*Written tasks*.
**A.** Name every person mentioned by name in the Davis Cup news excerpt.
**B.** Resume the Davis Cup news excerpt, picking up after its final sentence.

Speaking the day after his heroics earned Great Britain a 3-1 win over Belgium to win the cup, the world number two said that "nothing ever gets done" when it comes to changing the direction the game is heading in on home shores.
The Lawn Tennis Association was heavily criticised by figures inside and outside the game for the failure to capitalise on Murray's Wimbledon success in 2013.
Participation actually fell in the months following his victory over Novak Djokovic and the LTA was faced with losing part of its funding from Sport England.
Speaking to a number of national newspapers, Murray said: "It's almost sometimes like I feel like a bit like you waste time because nothing ever gets done so I also don't want to waste my time talking about stuff. That's also the reality.
"I'd rather concentrate on my own stuff and when I've finished playing, I'll have a lot more time to try and help or give back to the game. But just now, I've just got to concentrate on trying to win as much as possible."
Murray added: "I don't know where the next generation are. I feel like I am saying 'I don't know' a lot but I genuinely don't know."
His words came after LTA chief executive Michael Downey said he was confident the Davis Cup triumph could lead to a growth in the game.
The Canadian cited Britain's first Davis Cup tie next year, against Japan in Birmingham in March, as the ideal time to really push participation.

*Recorded information*.
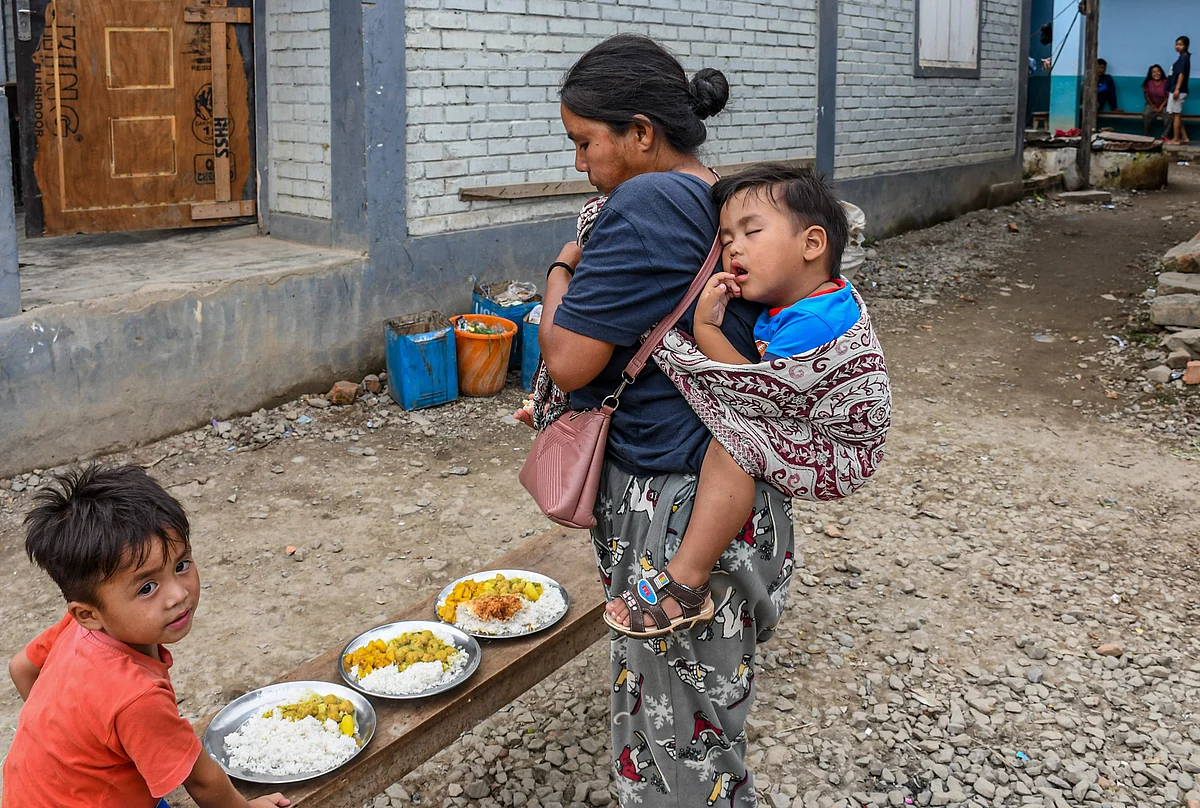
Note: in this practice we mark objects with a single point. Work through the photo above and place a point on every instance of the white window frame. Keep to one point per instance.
(948, 39)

*Responses by task*.
**A.** Murray, Novak Djokovic, Michael Downey

**B.**
He said: "These are very special, emotional moments that can actually drive interest in our sport, there's no doubt about it.
"We need to keep in mind the time of year we have got. Participation peaks when you head into the spring/summer period. We've probably got a couple of great weeks of coverage (now). That is going to encourage participation.
"We are hoping this team wins team of the year (at the BBC Sports Personality of the Year show). That would happen later in December.
"Then we will head towards that March period. Our team gets to come back to a home tie in Birmingham and that's going to be the time when we really want to see the activation hit a high level."
Meanwhile, Britain's Davis Cup captain Leon Smith insisted he currently has no plans to leave the role.
Having guided his team from ignominy to the top of the world, it would be entirely understandable if Smith felt it was time for a change.
The Scot would surely be in demand given the remarkable job he has done and was non-committal when asked about his future immediately after the final triumph against Belgium.
But he was adamant that was simply because he has not had time to think about it, and that he is already planning for next year's first-round tie.
There remained plenty of ambiguity in his answer, though, with the 39-year-old saying: "There's been so much gone into this year but also the years gone by that I've not thought anything about it.
"I've just really been focused on helping the whole group trying to achieve what they've done. That's it.
"I just want to enjoy this and see what happens. We've already booked the stadium for March. We're well down the route for now, but who knows?"